§ Exercise: Find the line that contains "the white baseboard"; then retype it and each line after it, exactly, through the final line of the data below.

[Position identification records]
------------------------------------------------
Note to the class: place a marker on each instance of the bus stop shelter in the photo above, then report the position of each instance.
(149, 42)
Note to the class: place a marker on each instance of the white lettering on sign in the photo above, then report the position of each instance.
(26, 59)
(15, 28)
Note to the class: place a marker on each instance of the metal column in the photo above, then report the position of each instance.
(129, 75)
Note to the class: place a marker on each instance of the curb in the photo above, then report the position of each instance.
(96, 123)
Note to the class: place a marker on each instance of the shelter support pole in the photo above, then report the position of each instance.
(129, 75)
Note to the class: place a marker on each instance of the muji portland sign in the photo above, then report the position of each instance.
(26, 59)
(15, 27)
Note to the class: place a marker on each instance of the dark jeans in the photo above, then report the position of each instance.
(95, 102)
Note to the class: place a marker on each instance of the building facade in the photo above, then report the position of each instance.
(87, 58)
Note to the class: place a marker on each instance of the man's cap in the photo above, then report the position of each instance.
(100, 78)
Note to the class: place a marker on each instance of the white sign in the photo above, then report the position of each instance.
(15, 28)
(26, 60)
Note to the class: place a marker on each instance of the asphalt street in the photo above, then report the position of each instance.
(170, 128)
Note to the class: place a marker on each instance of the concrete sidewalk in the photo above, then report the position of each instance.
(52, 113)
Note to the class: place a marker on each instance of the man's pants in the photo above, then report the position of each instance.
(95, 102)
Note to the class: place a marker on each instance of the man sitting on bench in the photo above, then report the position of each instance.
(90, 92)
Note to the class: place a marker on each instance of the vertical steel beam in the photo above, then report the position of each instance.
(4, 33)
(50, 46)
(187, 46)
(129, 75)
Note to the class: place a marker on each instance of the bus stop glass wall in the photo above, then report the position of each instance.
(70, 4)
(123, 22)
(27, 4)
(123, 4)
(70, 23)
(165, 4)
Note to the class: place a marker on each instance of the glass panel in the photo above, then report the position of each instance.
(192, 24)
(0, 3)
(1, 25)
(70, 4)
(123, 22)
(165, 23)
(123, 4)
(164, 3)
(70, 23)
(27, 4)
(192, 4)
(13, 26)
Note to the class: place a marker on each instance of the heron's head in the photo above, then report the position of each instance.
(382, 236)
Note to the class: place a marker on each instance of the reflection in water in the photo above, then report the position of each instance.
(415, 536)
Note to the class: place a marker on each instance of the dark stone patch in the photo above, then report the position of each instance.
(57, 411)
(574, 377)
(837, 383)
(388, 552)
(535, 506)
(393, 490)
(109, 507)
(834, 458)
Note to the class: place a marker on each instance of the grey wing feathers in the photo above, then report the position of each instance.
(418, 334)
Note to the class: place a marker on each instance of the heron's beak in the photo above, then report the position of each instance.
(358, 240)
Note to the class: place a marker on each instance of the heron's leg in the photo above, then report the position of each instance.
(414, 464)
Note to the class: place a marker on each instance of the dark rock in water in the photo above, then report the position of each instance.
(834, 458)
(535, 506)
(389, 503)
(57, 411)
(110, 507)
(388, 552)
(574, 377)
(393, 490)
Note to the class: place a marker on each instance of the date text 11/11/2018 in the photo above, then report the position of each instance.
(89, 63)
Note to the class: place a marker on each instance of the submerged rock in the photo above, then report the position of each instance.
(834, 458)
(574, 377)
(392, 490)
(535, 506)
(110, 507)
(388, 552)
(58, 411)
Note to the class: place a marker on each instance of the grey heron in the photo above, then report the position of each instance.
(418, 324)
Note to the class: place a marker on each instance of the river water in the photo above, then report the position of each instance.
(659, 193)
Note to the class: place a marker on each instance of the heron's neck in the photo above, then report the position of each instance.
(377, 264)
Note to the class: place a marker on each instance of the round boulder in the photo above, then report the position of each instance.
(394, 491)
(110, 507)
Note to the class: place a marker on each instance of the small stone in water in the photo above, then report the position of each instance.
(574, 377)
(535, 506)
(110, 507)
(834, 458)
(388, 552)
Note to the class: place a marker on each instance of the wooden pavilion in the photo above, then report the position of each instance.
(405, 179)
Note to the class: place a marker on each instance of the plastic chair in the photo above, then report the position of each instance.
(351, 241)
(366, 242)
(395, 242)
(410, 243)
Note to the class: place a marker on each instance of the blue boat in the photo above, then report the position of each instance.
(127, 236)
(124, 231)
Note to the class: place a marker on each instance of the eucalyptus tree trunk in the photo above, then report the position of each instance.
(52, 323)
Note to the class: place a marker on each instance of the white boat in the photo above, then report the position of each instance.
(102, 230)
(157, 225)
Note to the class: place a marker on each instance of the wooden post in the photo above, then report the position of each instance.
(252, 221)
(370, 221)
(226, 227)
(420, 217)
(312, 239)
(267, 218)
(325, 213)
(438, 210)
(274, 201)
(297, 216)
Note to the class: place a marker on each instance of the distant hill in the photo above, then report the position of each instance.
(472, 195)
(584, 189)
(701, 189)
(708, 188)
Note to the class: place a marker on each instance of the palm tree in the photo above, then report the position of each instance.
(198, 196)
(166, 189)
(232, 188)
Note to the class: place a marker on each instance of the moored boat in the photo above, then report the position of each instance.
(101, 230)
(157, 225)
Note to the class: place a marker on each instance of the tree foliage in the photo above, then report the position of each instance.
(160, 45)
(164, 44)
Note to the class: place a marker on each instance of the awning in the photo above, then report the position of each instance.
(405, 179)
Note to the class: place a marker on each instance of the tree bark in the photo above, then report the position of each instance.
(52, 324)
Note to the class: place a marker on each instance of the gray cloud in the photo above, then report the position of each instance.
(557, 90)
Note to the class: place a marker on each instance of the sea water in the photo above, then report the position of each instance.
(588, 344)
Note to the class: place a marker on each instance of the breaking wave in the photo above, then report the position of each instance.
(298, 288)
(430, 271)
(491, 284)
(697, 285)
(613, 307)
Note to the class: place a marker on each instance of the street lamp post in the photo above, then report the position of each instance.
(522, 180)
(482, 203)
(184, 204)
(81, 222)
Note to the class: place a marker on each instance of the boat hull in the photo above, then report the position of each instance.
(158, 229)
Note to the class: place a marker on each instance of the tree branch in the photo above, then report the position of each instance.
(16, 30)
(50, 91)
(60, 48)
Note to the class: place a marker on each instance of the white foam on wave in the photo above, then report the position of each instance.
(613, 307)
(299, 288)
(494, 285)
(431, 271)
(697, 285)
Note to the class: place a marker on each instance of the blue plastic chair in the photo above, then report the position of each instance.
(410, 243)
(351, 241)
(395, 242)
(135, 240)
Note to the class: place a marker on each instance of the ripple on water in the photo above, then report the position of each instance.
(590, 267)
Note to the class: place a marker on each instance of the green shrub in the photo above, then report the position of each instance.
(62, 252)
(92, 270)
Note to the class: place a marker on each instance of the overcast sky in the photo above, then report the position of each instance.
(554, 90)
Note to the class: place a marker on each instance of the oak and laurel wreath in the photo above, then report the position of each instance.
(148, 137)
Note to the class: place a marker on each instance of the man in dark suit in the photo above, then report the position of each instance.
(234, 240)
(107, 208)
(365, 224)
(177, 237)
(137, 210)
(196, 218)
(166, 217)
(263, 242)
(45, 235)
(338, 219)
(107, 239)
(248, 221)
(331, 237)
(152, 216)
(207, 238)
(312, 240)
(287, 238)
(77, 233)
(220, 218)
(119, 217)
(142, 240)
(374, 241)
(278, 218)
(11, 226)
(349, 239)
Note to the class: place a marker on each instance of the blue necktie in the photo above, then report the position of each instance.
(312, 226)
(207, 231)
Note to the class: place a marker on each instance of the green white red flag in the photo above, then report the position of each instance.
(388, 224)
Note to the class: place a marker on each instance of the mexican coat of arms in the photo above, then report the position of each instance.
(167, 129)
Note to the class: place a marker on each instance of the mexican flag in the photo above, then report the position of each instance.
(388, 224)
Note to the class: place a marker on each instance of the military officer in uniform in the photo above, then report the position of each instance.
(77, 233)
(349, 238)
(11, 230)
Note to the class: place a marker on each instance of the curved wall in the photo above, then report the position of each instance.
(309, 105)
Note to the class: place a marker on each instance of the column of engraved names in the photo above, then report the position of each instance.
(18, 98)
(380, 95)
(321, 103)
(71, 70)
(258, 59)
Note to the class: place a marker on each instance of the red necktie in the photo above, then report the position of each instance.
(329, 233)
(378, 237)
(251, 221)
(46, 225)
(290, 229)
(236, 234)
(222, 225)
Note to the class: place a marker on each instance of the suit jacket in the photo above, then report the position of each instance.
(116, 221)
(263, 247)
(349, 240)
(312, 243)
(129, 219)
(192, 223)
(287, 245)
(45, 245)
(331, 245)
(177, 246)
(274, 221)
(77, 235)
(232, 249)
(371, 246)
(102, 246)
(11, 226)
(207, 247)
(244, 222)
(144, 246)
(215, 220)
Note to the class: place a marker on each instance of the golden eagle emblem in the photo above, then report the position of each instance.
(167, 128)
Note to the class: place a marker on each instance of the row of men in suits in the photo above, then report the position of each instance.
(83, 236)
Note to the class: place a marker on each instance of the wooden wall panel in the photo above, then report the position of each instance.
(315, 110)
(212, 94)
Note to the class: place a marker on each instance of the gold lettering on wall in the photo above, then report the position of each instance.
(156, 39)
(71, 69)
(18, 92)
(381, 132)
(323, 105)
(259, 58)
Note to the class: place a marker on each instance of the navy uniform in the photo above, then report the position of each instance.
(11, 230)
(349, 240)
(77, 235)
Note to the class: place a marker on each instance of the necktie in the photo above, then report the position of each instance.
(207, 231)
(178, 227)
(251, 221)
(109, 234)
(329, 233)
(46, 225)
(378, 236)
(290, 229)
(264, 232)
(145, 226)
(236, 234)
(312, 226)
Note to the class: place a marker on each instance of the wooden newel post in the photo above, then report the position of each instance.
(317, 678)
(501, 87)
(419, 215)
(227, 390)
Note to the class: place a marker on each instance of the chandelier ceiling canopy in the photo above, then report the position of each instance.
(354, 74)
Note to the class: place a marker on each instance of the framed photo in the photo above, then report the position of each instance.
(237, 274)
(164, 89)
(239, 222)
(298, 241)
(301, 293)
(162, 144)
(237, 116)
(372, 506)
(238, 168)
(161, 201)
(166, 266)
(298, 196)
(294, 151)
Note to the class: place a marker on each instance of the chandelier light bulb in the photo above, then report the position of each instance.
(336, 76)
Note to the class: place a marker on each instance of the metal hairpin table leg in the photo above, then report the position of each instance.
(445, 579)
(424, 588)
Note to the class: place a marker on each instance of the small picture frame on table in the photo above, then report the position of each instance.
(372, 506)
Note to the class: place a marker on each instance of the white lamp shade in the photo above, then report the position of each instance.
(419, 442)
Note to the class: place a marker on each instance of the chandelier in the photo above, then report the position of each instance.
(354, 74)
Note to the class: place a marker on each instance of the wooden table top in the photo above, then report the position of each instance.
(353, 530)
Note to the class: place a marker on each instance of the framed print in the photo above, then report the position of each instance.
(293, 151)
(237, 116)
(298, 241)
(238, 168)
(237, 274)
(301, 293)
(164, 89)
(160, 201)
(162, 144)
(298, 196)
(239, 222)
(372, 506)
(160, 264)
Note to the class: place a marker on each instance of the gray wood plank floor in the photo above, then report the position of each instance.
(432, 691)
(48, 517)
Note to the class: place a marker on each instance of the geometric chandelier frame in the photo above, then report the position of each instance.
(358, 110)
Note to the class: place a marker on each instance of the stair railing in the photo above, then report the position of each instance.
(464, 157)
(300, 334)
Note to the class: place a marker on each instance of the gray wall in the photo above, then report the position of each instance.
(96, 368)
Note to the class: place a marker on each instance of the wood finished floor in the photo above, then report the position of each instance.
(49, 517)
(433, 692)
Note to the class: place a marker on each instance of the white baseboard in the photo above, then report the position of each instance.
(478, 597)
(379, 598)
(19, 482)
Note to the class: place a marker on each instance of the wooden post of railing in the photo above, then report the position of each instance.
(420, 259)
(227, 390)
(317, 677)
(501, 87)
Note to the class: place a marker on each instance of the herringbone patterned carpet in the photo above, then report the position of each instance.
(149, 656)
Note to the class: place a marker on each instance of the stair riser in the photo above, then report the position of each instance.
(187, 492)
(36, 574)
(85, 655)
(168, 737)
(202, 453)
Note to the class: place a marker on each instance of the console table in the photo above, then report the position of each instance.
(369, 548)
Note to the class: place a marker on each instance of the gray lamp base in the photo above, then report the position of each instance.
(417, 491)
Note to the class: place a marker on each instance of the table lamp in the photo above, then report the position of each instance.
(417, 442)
------------------------------------------------
§ Answer to this exercise:
Note to the class: place a marker on each instance of the white baseboard in the photo above, then report the position of each instance.
(478, 597)
(379, 598)
(19, 482)
Note to the class: place a marker on each instance of the wooden post of railing in the photo above, then report the position of each instance.
(420, 259)
(227, 390)
(317, 677)
(501, 87)
Note to the class: place a marker on each instance of the herringbone patterned carpet in the photo above, then report the position of each instance.
(149, 656)
Note to the class: place a marker on each instance of the stair riser in the photo above, then report the position of each instance.
(187, 492)
(36, 574)
(85, 655)
(168, 737)
(202, 453)
Note to the class: place a marker on each instance of the console table in the photo above, then report the position of each instance.
(369, 548)
Note to the class: place a marker on each instance of the gray lamp base in the photo above, then report the position of each instance.
(417, 491)
Note to the class: place a marker on each instance of the table lamp in the photo above, then report the position of each instance.
(417, 442)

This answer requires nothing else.